** START Page extract **
Columban Lay Missionary John Din's Story
More than 20 years ago, I left the Philippines for the first time as a Columban lay missionary assigned to Brazil. It was a very long journey that started from Manila to Salvador, Bahia, situated in the northeast of Brazil, its first capital, and where the Columbans worked. One thing that I cannot forget was when the plane took off from NAIA airport in Manila. I felt absolute silence and tears coming down from my eyes. It was indeed a mixture of joy, apprehension, fear, and adventure – not knowing that these feelings would be constant ingredients in my life in the future. I can still hear the small voice inside, “This is it John!” I traveled with three co-lay missionaries, Irma Cantago, Josie Manuel and Ariel Presbitero. This long journey was cut short abruptly when we arrived in Hong Kong. Police officers were there to meet us and took our passports, because we did not have a U.S. transit visa.
We continued our journey to Los Angeles with our passports in the hands of the plane crew. When we arrived in Los Angeles, police officers guarded us until the time we boarded for Sao Paulo. I remember that I went to find a restroom but the guard stopped me and told me to ask permission. We finally got our passports back when we arrived in Sao Paulo.
I studied Portuguese for four months with almost 70 students, mostly missionaries from 27 different countries. It was a beautiful environment of learning and cross-cultural living. After language school, I found myself working in a pastoral area called Nova Constituinte, with a Columban priest, which is part of a parish run by a diocesan priest. The concept of pastoral area was a Columban initiative of living with the people outside the normal parish structure. Part of this initiative was a regular meeting of the team to reflect and plan the activities of the pastoral area.
What caught my attention was the plight of the Afro-Brazilians. They were brought to Brazil as slaves from different countries in Africa to work in sugar plantations under deplorable conditions. I came to love them and assumed their struggle by being involved in the black consciousness group in the suburban area of Salvador. My involvement in black consciousness led me to question the church liturgies, hierarchies, theologies, practices, power and its role during the time of slavery. I owed a debt of gratitude to Columban Fr. Colin McLean for my own growth in understanding of the Afro-Brazilian culture and as a missionary. His gift to work with young people through drama and dance and his commitment to the Afro-Brazilians was a source of inspiration.
** END Page extract **
Using John Din's story, explain in one to three sentences why police officers took the travelers' passports when they arrived in Hong Kong. The records that come next are separate material and are not part of the story above.
** START Extracted information **
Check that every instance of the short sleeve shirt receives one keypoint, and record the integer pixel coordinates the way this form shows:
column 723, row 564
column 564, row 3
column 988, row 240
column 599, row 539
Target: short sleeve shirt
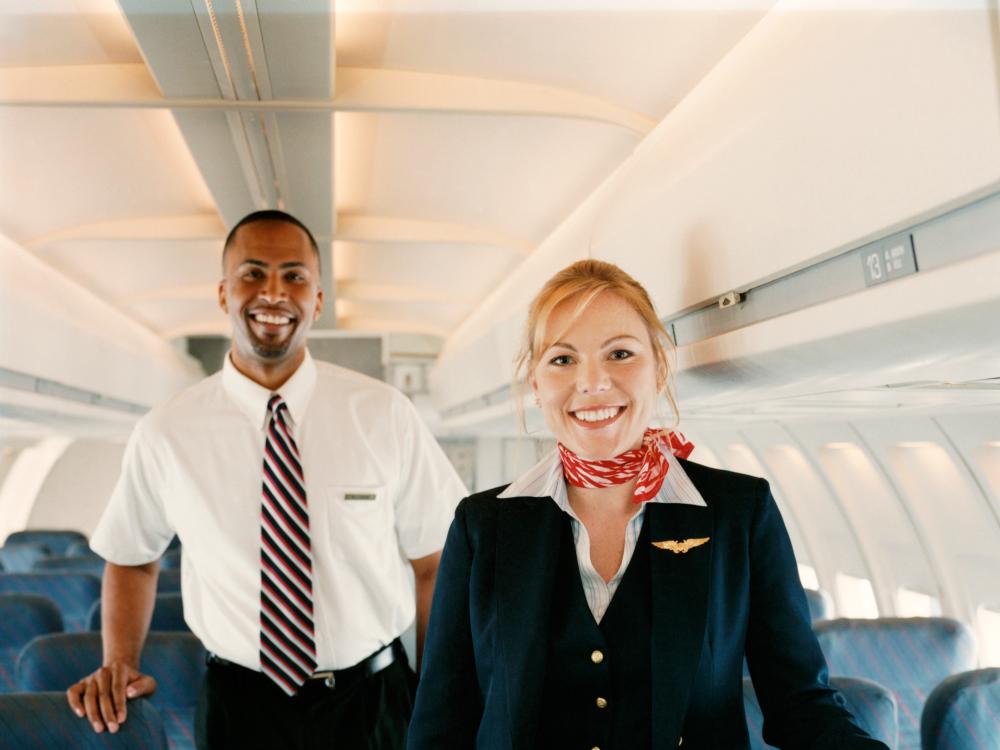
column 380, row 492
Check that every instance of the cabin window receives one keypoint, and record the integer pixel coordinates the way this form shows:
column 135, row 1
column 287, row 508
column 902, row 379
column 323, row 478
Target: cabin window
column 855, row 597
column 988, row 624
column 911, row 603
column 807, row 574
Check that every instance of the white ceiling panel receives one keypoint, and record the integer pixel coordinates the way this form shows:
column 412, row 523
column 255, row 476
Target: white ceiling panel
column 517, row 175
column 73, row 168
column 65, row 32
column 124, row 272
column 645, row 58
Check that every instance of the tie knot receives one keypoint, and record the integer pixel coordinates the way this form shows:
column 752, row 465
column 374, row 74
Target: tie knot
column 275, row 404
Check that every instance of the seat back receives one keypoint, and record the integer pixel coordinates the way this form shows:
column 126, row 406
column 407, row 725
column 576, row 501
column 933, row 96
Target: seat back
column 171, row 560
column 22, row 617
column 963, row 712
column 42, row 721
column 169, row 582
column 907, row 655
column 176, row 660
column 18, row 558
column 80, row 564
column 819, row 605
column 56, row 540
column 872, row 705
column 73, row 593
column 168, row 614
column 80, row 549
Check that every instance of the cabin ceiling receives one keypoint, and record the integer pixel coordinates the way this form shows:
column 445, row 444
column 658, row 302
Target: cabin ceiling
column 432, row 145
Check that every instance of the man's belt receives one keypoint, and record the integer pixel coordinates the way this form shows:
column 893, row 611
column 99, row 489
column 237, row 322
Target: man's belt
column 331, row 678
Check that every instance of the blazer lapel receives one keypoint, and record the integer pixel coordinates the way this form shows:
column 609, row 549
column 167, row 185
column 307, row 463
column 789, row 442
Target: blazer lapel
column 680, row 583
column 528, row 537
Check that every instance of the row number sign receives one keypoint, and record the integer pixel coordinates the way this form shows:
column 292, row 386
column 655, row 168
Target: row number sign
column 888, row 260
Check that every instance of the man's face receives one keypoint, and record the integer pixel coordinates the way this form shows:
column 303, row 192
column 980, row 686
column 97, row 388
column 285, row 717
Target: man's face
** END Extracted information **
Output
The police took the passports because the four lay missionaries did not have a U.S. transit visa.